◆ **TASK STATEMENT**
Lay out all of these lines as a Markdown table with the columns "Row" and "Line", numbering each row and skipping any blank lines.

===== LISTED ENTRIES

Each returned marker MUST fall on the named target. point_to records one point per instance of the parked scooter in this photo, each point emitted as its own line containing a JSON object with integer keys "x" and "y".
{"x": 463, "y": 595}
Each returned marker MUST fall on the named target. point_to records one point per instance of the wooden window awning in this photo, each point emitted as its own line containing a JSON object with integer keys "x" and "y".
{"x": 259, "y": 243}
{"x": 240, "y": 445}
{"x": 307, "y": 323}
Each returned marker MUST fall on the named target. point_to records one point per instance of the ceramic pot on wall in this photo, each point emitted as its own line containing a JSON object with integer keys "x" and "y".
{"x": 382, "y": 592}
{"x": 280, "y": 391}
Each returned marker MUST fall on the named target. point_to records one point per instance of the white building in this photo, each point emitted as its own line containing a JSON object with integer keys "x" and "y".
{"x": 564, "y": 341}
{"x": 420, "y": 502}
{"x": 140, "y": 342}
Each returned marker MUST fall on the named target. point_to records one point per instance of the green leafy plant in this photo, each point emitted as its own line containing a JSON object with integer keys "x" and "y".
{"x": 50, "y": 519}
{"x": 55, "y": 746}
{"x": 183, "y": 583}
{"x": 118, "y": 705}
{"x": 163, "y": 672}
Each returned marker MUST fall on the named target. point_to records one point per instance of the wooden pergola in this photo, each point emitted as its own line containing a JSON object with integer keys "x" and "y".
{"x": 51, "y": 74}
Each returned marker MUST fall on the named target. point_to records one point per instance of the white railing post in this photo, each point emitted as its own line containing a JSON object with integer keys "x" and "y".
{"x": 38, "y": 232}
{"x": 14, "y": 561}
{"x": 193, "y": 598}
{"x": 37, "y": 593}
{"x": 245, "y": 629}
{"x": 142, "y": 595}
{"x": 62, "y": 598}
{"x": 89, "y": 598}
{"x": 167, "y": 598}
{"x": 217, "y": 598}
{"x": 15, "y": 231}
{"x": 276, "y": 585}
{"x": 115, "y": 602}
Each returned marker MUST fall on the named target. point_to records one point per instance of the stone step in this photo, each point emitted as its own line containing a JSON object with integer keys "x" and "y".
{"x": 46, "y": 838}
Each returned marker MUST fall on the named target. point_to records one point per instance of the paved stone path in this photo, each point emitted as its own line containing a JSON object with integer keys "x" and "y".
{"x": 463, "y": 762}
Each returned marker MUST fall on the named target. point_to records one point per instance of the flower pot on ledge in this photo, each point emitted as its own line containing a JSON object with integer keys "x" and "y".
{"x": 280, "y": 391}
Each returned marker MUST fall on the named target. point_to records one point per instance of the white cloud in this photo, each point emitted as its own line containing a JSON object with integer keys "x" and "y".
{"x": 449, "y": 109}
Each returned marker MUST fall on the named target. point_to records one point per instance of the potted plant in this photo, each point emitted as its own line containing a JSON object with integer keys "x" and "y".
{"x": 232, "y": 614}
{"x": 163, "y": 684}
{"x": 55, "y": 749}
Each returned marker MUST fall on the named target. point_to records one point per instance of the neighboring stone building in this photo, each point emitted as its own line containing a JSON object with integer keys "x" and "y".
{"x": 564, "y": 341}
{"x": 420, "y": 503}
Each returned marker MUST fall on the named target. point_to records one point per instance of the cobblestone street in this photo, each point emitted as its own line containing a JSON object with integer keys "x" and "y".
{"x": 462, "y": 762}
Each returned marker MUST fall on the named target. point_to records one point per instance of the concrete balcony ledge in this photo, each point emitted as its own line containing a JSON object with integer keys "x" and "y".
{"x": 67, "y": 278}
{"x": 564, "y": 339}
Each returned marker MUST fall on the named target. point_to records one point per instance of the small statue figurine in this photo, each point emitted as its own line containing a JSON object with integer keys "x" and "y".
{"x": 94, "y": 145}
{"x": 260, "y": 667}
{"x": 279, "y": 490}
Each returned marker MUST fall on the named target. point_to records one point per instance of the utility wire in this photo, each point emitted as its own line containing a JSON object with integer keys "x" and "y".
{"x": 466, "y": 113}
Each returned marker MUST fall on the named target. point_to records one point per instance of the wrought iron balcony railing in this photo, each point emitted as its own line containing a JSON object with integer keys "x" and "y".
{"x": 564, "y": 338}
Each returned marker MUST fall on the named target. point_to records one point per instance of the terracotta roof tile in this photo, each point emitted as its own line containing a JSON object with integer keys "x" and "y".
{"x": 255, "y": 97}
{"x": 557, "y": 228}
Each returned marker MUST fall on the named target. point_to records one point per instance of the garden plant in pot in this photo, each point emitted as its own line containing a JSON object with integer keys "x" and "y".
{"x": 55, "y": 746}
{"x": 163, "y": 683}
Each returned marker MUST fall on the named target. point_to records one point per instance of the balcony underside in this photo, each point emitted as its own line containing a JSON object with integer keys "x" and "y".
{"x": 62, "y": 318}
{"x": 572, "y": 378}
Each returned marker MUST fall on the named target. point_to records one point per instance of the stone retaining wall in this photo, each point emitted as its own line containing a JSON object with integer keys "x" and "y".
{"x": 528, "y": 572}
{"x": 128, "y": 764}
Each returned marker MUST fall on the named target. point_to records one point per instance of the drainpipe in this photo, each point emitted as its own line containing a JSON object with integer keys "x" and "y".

==========

◆ **CORRECT OUTPUT**
| Row | Line |
|---|---|
| 1 | Each returned marker MUST fall on the named target. point_to records one point per instance of the parked scooter in this photo, each point emitted as its own line containing a JSON object with integer keys "x" and "y". |
| 2 | {"x": 463, "y": 595} |
| 3 | Each returned marker MUST fall on the named target. point_to records one point per instance of the wooden window awning in this photo, each point emitted as its own line containing a JSON object with integer keys "x" and "y". |
| 4 | {"x": 259, "y": 243} |
| 5 | {"x": 240, "y": 445} |
| 6 | {"x": 307, "y": 323} |
| 7 | Each returned marker MUST fall on the named target. point_to records one point per instance of the ceramic pot on wall in this photo, each point emitted as its own line containing a JSON object with integer keys "x" and "y". |
| 8 | {"x": 382, "y": 592} |
| 9 | {"x": 280, "y": 391} |
| 10 | Each returned marker MUST fall on the named target. point_to records one point per instance of the white building in this photo, each point emitted as its own line containing a JSON object with integer keys "x" and "y". |
| 11 | {"x": 564, "y": 341} |
| 12 | {"x": 420, "y": 502} |
| 13 | {"x": 140, "y": 342} |
| 14 | Each returned marker MUST fall on the named target. point_to records one point per instance of the green leafy plant in this photo, each point emitted as its own line containing a JSON object with integer keys "x" and "y". |
| 15 | {"x": 50, "y": 519} |
| 16 | {"x": 55, "y": 746} |
| 17 | {"x": 183, "y": 583} |
| 18 | {"x": 118, "y": 705} |
| 19 | {"x": 163, "y": 672} |
| 20 | Each returned marker MUST fall on the named target. point_to records one point per instance of the wooden pergola in this photo, each point emitted as its own line containing a JSON object with integer keys "x" and "y". |
| 21 | {"x": 51, "y": 74} |
| 22 | Each returned marker MUST fall on the named target. point_to records one point per instance of the white railing post in this photo, each point emitted as its own line containing a JSON object with integer keys "x" and "y". |
| 23 | {"x": 38, "y": 232} |
| 24 | {"x": 14, "y": 561} |
| 25 | {"x": 193, "y": 598} |
| 26 | {"x": 37, "y": 593} |
| 27 | {"x": 245, "y": 629} |
| 28 | {"x": 142, "y": 595} |
| 29 | {"x": 62, "y": 598} |
| 30 | {"x": 89, "y": 598} |
| 31 | {"x": 167, "y": 598} |
| 32 | {"x": 217, "y": 598} |
| 33 | {"x": 15, "y": 231} |
| 34 | {"x": 276, "y": 585} |
| 35 | {"x": 115, "y": 602} |
| 36 | Each returned marker MUST fall on the named target. point_to records one point per instance of the stone step in this photo, each point emitted as its own line containing a JSON object with integer keys "x" and "y". |
| 37 | {"x": 46, "y": 838} |
| 38 | Each returned marker MUST fall on the named target. point_to records one point per instance of the paved stone path in this photo, each point emitted as its own line containing a JSON object with integer keys "x" and "y". |
| 39 | {"x": 463, "y": 762} |
| 40 | Each returned marker MUST fall on the named target. point_to records one point per instance of the flower pot on ledge in this photo, each point emitted as its own line containing a JSON object with integer keys "x" and "y". |
| 41 | {"x": 280, "y": 391} |
| 42 | Each returned marker MUST fall on the named target. point_to records one point per instance of the white cloud in this photo, each point emitted as its own line containing a JSON object with integer keys "x" and "y". |
| 43 | {"x": 449, "y": 109} |
| 44 | Each returned marker MUST fall on the named target. point_to records one point per instance of the potted plant in this photo, each point emitted as its own line containing a JSON object with integer keys "x" and "y". |
| 45 | {"x": 232, "y": 614} |
| 46 | {"x": 163, "y": 684} |
| 47 | {"x": 55, "y": 749} |
| 48 | Each returned marker MUST fall on the named target. point_to records one point per instance of the neighboring stone building in this photo, each point emitted as its own line containing a JSON object with integer keys "x" and "y". |
| 49 | {"x": 564, "y": 341} |
| 50 | {"x": 420, "y": 503} |
| 51 | Each returned marker MUST fall on the named target. point_to records one point per instance of the cobblestone street in this photo, each point emitted as its own line containing a JSON object with integer keys "x" and "y". |
| 52 | {"x": 462, "y": 762} |
| 53 | Each returned marker MUST fall on the named target. point_to records one point per instance of the concrete balcony ledge in this photo, each point emitted as its own line containing a JSON object with integer keys "x" and "y". |
| 54 | {"x": 67, "y": 278} |
| 55 | {"x": 564, "y": 339} |
| 56 | Each returned marker MUST fall on the named target. point_to records one point per instance of the small statue figurine in this photo, each point emitted as its own line containing a JSON object with integer keys "x" and "y". |
| 57 | {"x": 94, "y": 145} |
| 58 | {"x": 260, "y": 667} |
| 59 | {"x": 279, "y": 490} |
| 60 | Each returned marker MUST fall on the named target. point_to records one point per instance of the utility wire in this photo, each point emitted as its own line containing a JSON object with integer keys "x" and "y". |
| 61 | {"x": 466, "y": 113} |
| 62 | Each returned marker MUST fall on the named target. point_to records one point per instance of the wrought iron balcony railing in this photo, each point emitted as its own line containing a JSON object with integer keys "x" and "y". |
| 63 | {"x": 564, "y": 338} |
| 64 | Each returned marker MUST fall on the named target. point_to records one point per instance of the terracotta roof tile in this photo, each point emitted as its own line containing a JSON object with integer keys "x" and "y". |
| 65 | {"x": 255, "y": 97} |
| 66 | {"x": 557, "y": 228} |
| 67 | Each returned marker MUST fall on the named target. point_to records one point per instance of the garden plant in pot in this photo, each point emitted as its own line containing a JSON object with integer keys "x" and "y". |
| 68 | {"x": 55, "y": 746} |
| 69 | {"x": 163, "y": 683} |
| 70 | Each returned marker MUST fall on the named target. point_to records one point per instance of the balcony underside in this photo, each point emitted as its own line containing a JSON object with integer keys "x" and "y". |
| 71 | {"x": 62, "y": 318} |
| 72 | {"x": 572, "y": 378} |
| 73 | Each returned marker MUST fall on the named target. point_to records one point per instance of the stone retaining wall in this photo, each point emitted as its own line containing a JSON object with integer keys "x" and "y". |
| 74 | {"x": 528, "y": 572} |
| 75 | {"x": 128, "y": 764} |
| 76 | Each returned marker MUST fall on the named target. point_to records one point per instance of the drainpipe in this photo, each point emitted as its own line containing a JSON object with integer keys "x" and "y". |